Repeat only the lines below from the one containing "of the driveway." through the one containing "the white car.", inclusive, exactly as written.

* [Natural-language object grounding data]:
========================================
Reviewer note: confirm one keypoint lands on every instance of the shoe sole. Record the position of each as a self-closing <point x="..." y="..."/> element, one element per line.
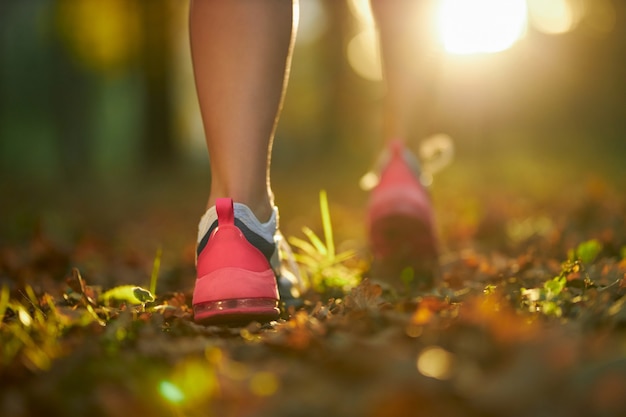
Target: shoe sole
<point x="253" y="298"/>
<point x="236" y="311"/>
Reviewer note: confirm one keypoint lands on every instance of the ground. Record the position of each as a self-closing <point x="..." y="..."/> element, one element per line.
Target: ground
<point x="527" y="317"/>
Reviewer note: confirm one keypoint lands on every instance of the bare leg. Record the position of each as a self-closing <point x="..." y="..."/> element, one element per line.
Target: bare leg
<point x="408" y="66"/>
<point x="241" y="51"/>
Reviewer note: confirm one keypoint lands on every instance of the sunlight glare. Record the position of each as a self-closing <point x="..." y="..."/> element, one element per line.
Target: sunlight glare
<point x="364" y="55"/>
<point x="362" y="12"/>
<point x="552" y="16"/>
<point x="171" y="392"/>
<point x="480" y="26"/>
<point x="435" y="362"/>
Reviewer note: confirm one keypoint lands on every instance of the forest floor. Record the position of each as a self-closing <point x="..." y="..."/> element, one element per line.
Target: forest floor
<point x="527" y="316"/>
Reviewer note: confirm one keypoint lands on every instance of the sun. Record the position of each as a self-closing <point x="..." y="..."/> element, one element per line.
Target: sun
<point x="480" y="26"/>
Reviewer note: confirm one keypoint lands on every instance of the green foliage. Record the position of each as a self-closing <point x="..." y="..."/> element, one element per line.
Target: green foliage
<point x="128" y="293"/>
<point x="555" y="294"/>
<point x="156" y="266"/>
<point x="586" y="251"/>
<point x="322" y="267"/>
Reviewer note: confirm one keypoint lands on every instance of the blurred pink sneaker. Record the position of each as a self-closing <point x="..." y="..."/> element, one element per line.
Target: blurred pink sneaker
<point x="400" y="222"/>
<point x="235" y="282"/>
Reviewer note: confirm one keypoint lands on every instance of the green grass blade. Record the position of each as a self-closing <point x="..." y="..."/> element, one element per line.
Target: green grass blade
<point x="156" y="266"/>
<point x="4" y="301"/>
<point x="326" y="224"/>
<point x="316" y="241"/>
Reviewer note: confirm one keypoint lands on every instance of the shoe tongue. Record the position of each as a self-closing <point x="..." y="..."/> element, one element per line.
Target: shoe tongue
<point x="225" y="211"/>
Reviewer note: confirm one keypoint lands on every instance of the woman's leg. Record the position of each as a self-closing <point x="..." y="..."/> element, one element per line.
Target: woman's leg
<point x="409" y="66"/>
<point x="241" y="52"/>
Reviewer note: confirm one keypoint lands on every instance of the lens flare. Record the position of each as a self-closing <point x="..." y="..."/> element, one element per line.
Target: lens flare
<point x="552" y="16"/>
<point x="480" y="26"/>
<point x="171" y="392"/>
<point x="364" y="55"/>
<point x="435" y="362"/>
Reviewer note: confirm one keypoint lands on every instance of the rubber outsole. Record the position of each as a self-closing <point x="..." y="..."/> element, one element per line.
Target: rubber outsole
<point x="236" y="311"/>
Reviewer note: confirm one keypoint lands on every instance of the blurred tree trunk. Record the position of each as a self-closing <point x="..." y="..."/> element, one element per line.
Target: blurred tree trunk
<point x="157" y="145"/>
<point x="338" y="88"/>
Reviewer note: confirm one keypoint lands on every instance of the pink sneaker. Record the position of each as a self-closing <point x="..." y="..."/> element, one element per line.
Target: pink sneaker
<point x="235" y="282"/>
<point x="400" y="222"/>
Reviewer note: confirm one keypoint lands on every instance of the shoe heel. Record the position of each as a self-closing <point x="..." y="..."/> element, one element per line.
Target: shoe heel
<point x="405" y="253"/>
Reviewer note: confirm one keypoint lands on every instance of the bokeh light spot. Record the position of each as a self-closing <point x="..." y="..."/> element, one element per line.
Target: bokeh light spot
<point x="552" y="16"/>
<point x="171" y="392"/>
<point x="364" y="55"/>
<point x="435" y="362"/>
<point x="480" y="26"/>
<point x="263" y="384"/>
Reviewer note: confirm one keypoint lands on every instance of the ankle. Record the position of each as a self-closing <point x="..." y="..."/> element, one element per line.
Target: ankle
<point x="262" y="208"/>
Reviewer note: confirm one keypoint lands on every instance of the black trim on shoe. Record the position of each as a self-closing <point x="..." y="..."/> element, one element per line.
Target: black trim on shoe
<point x="267" y="248"/>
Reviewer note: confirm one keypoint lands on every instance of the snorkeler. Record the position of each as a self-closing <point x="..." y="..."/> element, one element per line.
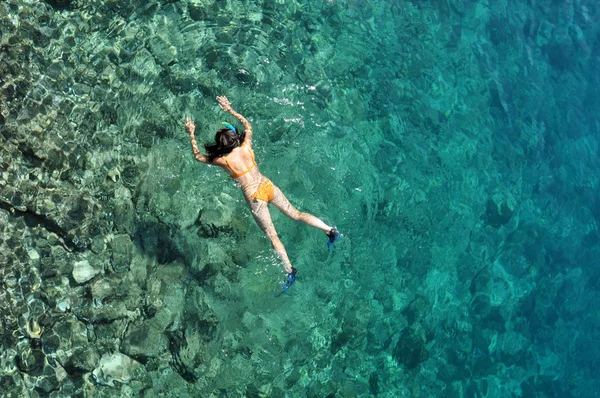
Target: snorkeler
<point x="233" y="152"/>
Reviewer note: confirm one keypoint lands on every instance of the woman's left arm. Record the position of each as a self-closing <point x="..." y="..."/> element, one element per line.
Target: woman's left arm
<point x="191" y="128"/>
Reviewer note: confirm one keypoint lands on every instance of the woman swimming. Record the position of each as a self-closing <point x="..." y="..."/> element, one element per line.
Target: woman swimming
<point x="233" y="152"/>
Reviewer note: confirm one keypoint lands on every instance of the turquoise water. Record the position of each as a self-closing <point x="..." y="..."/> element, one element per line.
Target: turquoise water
<point x="454" y="144"/>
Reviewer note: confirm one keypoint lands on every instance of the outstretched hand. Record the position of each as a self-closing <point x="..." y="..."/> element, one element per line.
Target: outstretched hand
<point x="189" y="125"/>
<point x="224" y="103"/>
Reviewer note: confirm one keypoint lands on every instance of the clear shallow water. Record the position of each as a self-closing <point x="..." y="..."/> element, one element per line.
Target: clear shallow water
<point x="454" y="144"/>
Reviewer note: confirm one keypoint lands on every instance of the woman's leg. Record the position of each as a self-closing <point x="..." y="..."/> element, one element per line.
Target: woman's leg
<point x="261" y="214"/>
<point x="283" y="204"/>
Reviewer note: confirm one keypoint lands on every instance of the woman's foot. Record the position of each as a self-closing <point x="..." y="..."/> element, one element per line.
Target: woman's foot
<point x="333" y="235"/>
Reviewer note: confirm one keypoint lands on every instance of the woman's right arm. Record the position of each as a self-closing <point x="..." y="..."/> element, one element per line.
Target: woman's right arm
<point x="191" y="128"/>
<point x="226" y="106"/>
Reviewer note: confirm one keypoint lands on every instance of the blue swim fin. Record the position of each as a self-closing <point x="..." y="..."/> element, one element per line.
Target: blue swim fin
<point x="289" y="281"/>
<point x="333" y="235"/>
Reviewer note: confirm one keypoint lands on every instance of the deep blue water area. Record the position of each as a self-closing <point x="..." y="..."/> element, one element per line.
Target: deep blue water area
<point x="454" y="144"/>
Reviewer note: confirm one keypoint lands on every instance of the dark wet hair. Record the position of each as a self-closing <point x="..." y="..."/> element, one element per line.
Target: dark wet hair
<point x="225" y="141"/>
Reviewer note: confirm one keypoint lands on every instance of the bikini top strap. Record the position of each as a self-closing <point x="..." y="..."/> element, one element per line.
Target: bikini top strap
<point x="230" y="166"/>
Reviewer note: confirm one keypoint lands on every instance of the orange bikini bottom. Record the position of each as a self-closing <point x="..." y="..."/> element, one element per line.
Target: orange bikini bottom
<point x="266" y="192"/>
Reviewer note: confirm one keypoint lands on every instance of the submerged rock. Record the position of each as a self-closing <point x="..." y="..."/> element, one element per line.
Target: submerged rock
<point x="115" y="367"/>
<point x="83" y="271"/>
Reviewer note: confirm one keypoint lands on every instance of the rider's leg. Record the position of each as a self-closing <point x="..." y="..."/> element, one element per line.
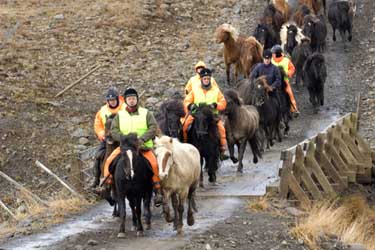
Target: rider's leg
<point x="289" y="90"/>
<point x="189" y="120"/>
<point x="149" y="155"/>
<point x="99" y="157"/>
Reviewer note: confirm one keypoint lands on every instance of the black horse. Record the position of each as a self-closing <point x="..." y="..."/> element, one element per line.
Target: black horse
<point x="169" y="118"/>
<point x="205" y="137"/>
<point x="315" y="75"/>
<point x="133" y="180"/>
<point x="266" y="36"/>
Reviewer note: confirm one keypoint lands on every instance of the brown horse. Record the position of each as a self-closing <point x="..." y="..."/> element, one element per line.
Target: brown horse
<point x="243" y="52"/>
<point x="241" y="125"/>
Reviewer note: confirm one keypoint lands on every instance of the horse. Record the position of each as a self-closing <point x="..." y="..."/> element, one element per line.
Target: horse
<point x="179" y="171"/>
<point x="204" y="135"/>
<point x="241" y="125"/>
<point x="169" y="116"/>
<point x="300" y="13"/>
<point x="133" y="180"/>
<point x="315" y="75"/>
<point x="243" y="52"/>
<point x="315" y="28"/>
<point x="258" y="93"/>
<point x="273" y="17"/>
<point x="299" y="56"/>
<point x="291" y="35"/>
<point x="340" y="16"/>
<point x="266" y="36"/>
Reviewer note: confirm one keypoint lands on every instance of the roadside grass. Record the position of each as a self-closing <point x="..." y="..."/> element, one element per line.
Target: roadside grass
<point x="351" y="219"/>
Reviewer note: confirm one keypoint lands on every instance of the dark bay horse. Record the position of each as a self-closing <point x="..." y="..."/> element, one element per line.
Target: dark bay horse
<point x="133" y="180"/>
<point x="169" y="118"/>
<point x="204" y="136"/>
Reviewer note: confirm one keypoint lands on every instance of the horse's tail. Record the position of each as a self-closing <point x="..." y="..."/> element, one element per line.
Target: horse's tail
<point x="191" y="197"/>
<point x="255" y="145"/>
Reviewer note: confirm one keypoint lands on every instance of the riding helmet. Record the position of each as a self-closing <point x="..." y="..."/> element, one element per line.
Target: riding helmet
<point x="130" y="92"/>
<point x="112" y="93"/>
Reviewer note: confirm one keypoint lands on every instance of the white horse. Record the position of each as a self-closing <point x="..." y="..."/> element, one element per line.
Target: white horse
<point x="179" y="171"/>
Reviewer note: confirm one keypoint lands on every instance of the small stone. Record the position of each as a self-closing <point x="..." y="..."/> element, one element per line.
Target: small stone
<point x="83" y="141"/>
<point x="59" y="17"/>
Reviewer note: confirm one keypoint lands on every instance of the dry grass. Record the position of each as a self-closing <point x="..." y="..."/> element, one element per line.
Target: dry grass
<point x="351" y="219"/>
<point x="59" y="208"/>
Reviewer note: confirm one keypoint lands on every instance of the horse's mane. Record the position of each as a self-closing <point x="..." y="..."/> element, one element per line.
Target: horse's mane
<point x="226" y="28"/>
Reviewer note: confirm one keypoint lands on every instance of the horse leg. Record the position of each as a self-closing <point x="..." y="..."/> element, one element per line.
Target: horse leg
<point x="231" y="153"/>
<point x="175" y="209"/>
<point x="147" y="209"/>
<point x="166" y="208"/>
<point x="122" y="211"/>
<point x="138" y="209"/>
<point x="241" y="151"/>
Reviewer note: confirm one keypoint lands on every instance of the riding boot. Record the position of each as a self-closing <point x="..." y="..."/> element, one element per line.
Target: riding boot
<point x="158" y="199"/>
<point x="96" y="172"/>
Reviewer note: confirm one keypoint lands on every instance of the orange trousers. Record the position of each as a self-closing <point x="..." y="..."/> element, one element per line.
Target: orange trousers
<point x="220" y="126"/>
<point x="289" y="90"/>
<point x="149" y="155"/>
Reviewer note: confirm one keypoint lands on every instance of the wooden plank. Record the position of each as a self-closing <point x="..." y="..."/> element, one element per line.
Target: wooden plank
<point x="40" y="165"/>
<point x="32" y="196"/>
<point x="305" y="175"/>
<point x="317" y="171"/>
<point x="287" y="157"/>
<point x="325" y="164"/>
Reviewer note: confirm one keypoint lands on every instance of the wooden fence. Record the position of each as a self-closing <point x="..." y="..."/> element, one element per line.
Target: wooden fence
<point x="324" y="165"/>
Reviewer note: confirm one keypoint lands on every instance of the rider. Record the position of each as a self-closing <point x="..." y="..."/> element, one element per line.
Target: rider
<point x="209" y="94"/>
<point x="267" y="69"/>
<point x="196" y="80"/>
<point x="279" y="59"/>
<point x="135" y="119"/>
<point x="115" y="102"/>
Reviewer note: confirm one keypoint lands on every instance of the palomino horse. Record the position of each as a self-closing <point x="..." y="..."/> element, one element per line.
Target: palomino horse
<point x="205" y="137"/>
<point x="133" y="180"/>
<point x="243" y="52"/>
<point x="241" y="126"/>
<point x="169" y="117"/>
<point x="179" y="171"/>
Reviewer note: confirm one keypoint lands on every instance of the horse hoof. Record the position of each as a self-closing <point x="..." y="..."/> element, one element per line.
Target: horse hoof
<point x="140" y="234"/>
<point x="190" y="220"/>
<point x="121" y="235"/>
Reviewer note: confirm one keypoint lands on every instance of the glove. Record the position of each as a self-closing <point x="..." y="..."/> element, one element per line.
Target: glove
<point x="213" y="105"/>
<point x="101" y="136"/>
<point x="192" y="106"/>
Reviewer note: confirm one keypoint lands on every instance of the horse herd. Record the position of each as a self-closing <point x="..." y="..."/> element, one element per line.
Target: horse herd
<point x="254" y="114"/>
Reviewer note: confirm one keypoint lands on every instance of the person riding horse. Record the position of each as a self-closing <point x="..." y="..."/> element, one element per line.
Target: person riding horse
<point x="115" y="102"/>
<point x="135" y="119"/>
<point x="279" y="59"/>
<point x="196" y="80"/>
<point x="267" y="69"/>
<point x="205" y="92"/>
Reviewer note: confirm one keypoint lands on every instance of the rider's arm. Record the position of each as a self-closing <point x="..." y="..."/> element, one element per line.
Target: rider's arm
<point x="152" y="127"/>
<point x="221" y="102"/>
<point x="291" y="69"/>
<point x="99" y="126"/>
<point x="115" y="129"/>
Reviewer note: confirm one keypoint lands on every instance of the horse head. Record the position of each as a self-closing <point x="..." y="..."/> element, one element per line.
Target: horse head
<point x="129" y="151"/>
<point x="163" y="151"/>
<point x="203" y="119"/>
<point x="261" y="90"/>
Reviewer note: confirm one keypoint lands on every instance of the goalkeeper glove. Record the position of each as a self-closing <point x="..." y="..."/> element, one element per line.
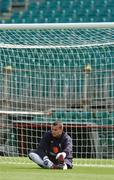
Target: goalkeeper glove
<point x="47" y="162"/>
<point x="61" y="156"/>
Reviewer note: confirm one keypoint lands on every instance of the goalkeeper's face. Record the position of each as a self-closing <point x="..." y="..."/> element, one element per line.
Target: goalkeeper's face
<point x="56" y="131"/>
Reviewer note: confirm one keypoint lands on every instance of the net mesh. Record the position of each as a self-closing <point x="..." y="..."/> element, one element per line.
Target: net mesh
<point x="51" y="74"/>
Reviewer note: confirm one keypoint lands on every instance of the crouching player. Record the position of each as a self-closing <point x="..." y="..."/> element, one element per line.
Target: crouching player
<point x="54" y="150"/>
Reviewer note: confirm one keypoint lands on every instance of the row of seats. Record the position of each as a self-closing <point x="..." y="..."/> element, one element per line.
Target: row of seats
<point x="61" y="11"/>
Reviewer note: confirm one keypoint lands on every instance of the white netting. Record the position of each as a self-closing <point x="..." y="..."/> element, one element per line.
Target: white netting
<point x="51" y="74"/>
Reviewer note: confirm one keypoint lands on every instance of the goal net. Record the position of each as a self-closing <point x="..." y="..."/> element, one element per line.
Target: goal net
<point x="57" y="71"/>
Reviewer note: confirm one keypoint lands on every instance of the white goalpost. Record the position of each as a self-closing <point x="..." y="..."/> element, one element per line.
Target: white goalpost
<point x="56" y="71"/>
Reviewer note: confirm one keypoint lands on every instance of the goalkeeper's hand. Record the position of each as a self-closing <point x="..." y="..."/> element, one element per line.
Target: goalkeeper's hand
<point x="61" y="156"/>
<point x="47" y="162"/>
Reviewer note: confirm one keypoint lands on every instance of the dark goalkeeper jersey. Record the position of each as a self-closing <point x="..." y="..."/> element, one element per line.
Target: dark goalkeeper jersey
<point x="50" y="146"/>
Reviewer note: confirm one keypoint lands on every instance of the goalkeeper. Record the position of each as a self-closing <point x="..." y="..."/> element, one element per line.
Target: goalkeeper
<point x="54" y="150"/>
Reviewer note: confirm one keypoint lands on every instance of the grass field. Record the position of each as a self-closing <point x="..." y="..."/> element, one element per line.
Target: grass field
<point x="32" y="172"/>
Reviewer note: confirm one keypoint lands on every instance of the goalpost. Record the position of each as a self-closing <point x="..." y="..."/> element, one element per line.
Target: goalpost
<point x="57" y="71"/>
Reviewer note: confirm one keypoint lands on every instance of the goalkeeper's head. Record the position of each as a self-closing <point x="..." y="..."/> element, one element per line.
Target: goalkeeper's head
<point x="57" y="129"/>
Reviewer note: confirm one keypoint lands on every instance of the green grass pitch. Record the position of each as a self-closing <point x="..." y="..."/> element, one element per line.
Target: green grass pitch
<point x="31" y="171"/>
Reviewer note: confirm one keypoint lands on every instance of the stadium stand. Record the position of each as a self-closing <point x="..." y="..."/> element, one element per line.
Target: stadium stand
<point x="46" y="11"/>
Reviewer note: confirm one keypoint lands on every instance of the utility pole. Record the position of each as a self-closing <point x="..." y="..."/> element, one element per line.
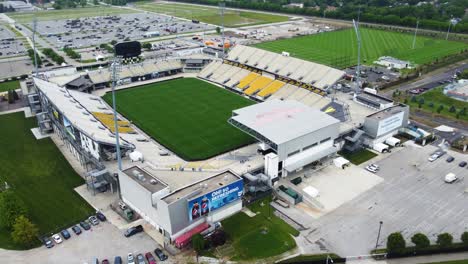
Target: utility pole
<point x="358" y="68"/>
<point x="415" y="33"/>
<point x="222" y="5"/>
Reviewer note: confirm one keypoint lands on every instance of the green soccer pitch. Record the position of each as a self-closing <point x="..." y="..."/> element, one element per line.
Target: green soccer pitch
<point x="339" y="48"/>
<point x="188" y="116"/>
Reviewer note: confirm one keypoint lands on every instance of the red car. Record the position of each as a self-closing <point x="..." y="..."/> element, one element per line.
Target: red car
<point x="150" y="258"/>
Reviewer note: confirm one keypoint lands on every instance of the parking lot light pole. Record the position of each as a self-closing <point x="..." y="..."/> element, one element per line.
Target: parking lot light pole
<point x="378" y="235"/>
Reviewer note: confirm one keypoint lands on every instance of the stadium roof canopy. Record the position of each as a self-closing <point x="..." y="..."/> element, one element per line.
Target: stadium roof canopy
<point x="280" y="121"/>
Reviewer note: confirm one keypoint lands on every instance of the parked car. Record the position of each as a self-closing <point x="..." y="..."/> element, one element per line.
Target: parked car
<point x="100" y="216"/>
<point x="57" y="238"/>
<point x="85" y="225"/>
<point x="160" y="254"/>
<point x="140" y="259"/>
<point x="130" y="258"/>
<point x="47" y="242"/>
<point x="117" y="260"/>
<point x="150" y="258"/>
<point x="65" y="234"/>
<point x="93" y="220"/>
<point x="76" y="229"/>
<point x="133" y="230"/>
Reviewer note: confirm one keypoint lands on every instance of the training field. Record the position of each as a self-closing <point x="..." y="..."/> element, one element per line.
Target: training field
<point x="339" y="48"/>
<point x="210" y="15"/>
<point x="188" y="116"/>
<point x="41" y="176"/>
<point x="79" y="12"/>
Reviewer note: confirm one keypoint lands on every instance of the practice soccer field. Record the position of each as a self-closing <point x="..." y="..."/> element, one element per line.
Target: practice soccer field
<point x="188" y="116"/>
<point x="210" y="15"/>
<point x="339" y="48"/>
<point x="40" y="175"/>
<point x="72" y="13"/>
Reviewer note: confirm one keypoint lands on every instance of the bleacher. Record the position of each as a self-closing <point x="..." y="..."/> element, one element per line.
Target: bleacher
<point x="247" y="80"/>
<point x="258" y="84"/>
<point x="271" y="88"/>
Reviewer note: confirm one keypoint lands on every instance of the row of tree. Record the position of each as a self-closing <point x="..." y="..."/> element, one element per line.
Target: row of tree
<point x="396" y="244"/>
<point x="430" y="16"/>
<point x="14" y="218"/>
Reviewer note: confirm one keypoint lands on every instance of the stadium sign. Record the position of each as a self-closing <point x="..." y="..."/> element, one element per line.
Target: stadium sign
<point x="204" y="204"/>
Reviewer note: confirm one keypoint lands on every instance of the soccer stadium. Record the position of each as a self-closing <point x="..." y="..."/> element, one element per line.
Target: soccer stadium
<point x="245" y="123"/>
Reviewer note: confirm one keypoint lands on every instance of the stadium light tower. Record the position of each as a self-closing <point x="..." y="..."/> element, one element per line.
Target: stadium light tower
<point x="222" y="6"/>
<point x="358" y="68"/>
<point x="415" y="33"/>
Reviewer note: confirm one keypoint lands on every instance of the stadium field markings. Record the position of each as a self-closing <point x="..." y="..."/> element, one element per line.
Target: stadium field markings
<point x="188" y="116"/>
<point x="339" y="48"/>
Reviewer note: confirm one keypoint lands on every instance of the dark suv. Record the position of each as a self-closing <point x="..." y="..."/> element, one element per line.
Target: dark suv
<point x="133" y="230"/>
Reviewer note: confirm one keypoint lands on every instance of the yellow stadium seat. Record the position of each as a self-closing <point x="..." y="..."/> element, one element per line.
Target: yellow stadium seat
<point x="271" y="89"/>
<point x="259" y="83"/>
<point x="248" y="79"/>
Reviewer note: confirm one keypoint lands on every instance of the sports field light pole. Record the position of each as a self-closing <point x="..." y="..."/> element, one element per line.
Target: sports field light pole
<point x="358" y="68"/>
<point x="378" y="235"/>
<point x="415" y="33"/>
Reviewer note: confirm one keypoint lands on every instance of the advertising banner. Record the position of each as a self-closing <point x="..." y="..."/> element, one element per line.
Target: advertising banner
<point x="204" y="204"/>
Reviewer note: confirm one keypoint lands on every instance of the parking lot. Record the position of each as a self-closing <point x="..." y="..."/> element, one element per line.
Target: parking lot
<point x="9" y="44"/>
<point x="92" y="31"/>
<point x="412" y="198"/>
<point x="101" y="241"/>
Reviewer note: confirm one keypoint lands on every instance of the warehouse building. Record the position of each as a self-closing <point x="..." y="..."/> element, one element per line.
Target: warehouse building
<point x="178" y="214"/>
<point x="292" y="135"/>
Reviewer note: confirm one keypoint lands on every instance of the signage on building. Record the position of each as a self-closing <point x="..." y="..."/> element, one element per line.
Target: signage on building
<point x="204" y="204"/>
<point x="390" y="123"/>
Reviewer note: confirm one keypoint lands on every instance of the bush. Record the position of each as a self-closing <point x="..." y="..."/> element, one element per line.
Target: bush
<point x="420" y="240"/>
<point x="464" y="238"/>
<point x="444" y="240"/>
<point x="396" y="243"/>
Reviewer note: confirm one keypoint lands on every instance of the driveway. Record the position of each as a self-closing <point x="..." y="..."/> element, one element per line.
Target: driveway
<point x="102" y="241"/>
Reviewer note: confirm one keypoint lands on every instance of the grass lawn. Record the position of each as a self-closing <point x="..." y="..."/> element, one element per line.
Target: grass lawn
<point x="359" y="156"/>
<point x="9" y="85"/>
<point x="437" y="98"/>
<point x="188" y="116"/>
<point x="210" y="14"/>
<point x="72" y="13"/>
<point x="339" y="48"/>
<point x="39" y="174"/>
<point x="246" y="233"/>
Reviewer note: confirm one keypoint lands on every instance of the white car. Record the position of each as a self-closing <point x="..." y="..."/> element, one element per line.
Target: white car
<point x="433" y="157"/>
<point x="57" y="238"/>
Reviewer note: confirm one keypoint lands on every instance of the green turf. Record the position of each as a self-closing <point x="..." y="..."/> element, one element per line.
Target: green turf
<point x="39" y="174"/>
<point x="9" y="85"/>
<point x="437" y="97"/>
<point x="246" y="237"/>
<point x="210" y="14"/>
<point x="188" y="116"/>
<point x="339" y="48"/>
<point x="79" y="12"/>
<point x="359" y="156"/>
========================================
* [WRITTEN SOLUTION]:
Reviewer note: confirm one keypoint lands on every instance of the driveway. Record the position of each as a self-closing <point x="..." y="..."/> element, one element per line.
Target: driveway
<point x="102" y="241"/>
Reviewer note: confirm one keypoint lands on every instance of the grass lawn. Record the position of each as a self-closing <point x="..." y="..."/> element, one element per line.
Target: grass lawn
<point x="359" y="156"/>
<point x="9" y="85"/>
<point x="437" y="98"/>
<point x="188" y="116"/>
<point x="210" y="14"/>
<point x="72" y="13"/>
<point x="339" y="48"/>
<point x="39" y="174"/>
<point x="246" y="233"/>
Reviewer note: confirm one keypoint lands on every instance of the white car. Record the position of each as a self-closing <point x="..." y="..."/> element, one element per line.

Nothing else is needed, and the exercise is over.